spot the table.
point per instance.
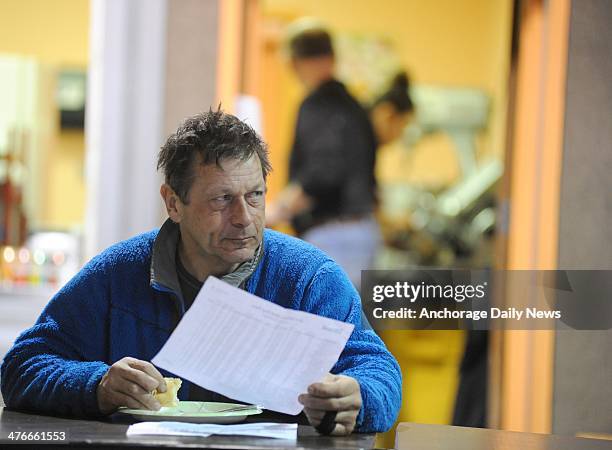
(111, 434)
(412, 436)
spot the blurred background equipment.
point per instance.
(447, 226)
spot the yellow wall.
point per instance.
(442, 42)
(56, 34)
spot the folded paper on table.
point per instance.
(268, 430)
(252, 350)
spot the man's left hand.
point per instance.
(334, 393)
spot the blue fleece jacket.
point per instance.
(112, 309)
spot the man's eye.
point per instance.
(255, 194)
(255, 197)
(222, 199)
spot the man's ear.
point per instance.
(172, 202)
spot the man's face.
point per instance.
(222, 223)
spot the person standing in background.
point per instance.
(330, 198)
(331, 195)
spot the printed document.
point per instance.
(251, 350)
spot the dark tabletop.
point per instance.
(412, 436)
(111, 434)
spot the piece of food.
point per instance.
(170, 397)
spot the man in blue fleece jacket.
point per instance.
(88, 354)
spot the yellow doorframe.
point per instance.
(527, 357)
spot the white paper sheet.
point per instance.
(250, 349)
(269, 430)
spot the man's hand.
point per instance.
(129, 382)
(335, 393)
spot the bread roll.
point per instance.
(170, 397)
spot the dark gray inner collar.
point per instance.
(163, 262)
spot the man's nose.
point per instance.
(240, 214)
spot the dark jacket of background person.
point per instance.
(333, 156)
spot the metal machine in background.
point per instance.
(447, 227)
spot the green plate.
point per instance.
(194, 412)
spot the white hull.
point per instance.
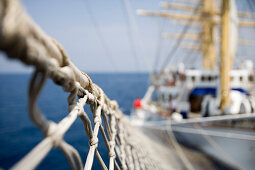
(228, 139)
(239, 153)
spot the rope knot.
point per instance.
(97, 119)
(93, 141)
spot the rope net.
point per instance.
(22, 39)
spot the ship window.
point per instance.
(250, 78)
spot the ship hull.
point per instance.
(227, 139)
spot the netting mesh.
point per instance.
(22, 39)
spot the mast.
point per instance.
(208, 49)
(226, 58)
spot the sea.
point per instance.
(18, 134)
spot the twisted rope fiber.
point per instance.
(22, 39)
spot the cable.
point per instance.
(178, 42)
(136, 31)
(130, 35)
# # # #
▸ EXERCISE REQUIREMENTS
Copy all of the items above word for word, and leave out the pictures.

▸ RESULT BELOW
spot the table.
point per instance.
(111, 434)
(412, 436)
spot the blurred background equipment.
point per instance.
(447, 226)
spot the yellow wall.
point per instance.
(442, 42)
(56, 34)
spot the folded paper on table.
point per instance.
(268, 430)
(252, 350)
spot the man's left hand.
point per instance.
(334, 393)
spot the blue fleece jacket.
point per instance.
(112, 309)
spot the man's eye.
point per instance.
(255, 194)
(255, 197)
(222, 199)
spot the man's ear.
point per instance.
(172, 202)
spot the man's face.
point per instance.
(222, 223)
spot the person standing in background.
point per instance.
(330, 198)
(331, 195)
spot the printed document.
point per instance.
(251, 350)
spot the dark tabletop.
point per instance.
(412, 436)
(111, 434)
spot the piece of food.
point per instance.
(170, 397)
spot the man in blue fleece jacket.
point per instance.
(88, 354)
spot the yellow doorframe.
point per instance.
(527, 357)
spot the white paper sheet.
point per instance.
(250, 349)
(269, 430)
spot the man's hand.
point per instance.
(129, 382)
(335, 393)
spot the bread roll.
point per instance.
(170, 397)
spot the dark gray inner collar.
point per instance.
(163, 262)
spot the man's nose.
point per instance.
(240, 214)
spot the dark jacket of background person.
point per instance.
(333, 156)
spot the metal machine in background.
point per instance.
(447, 227)
spot the green plate.
point per instance.
(194, 412)
spot the white hull.
point per instance.
(228, 139)
(239, 153)
spot the rope knot.
point per instance.
(97, 119)
(93, 141)
spot the rope net.
point per instance.
(22, 39)
spot the ship window.
point per instance.
(250, 78)
spot the ship hull.
point per instance.
(227, 139)
spot the netting mesh.
point per instance.
(22, 39)
spot the mast.
point per instance.
(208, 49)
(226, 58)
spot the sea.
point per instance.
(18, 134)
spot the twisted rope fiber.
point per instance.
(22, 39)
spot the cable.
point per instance.
(178, 42)
(136, 31)
(130, 35)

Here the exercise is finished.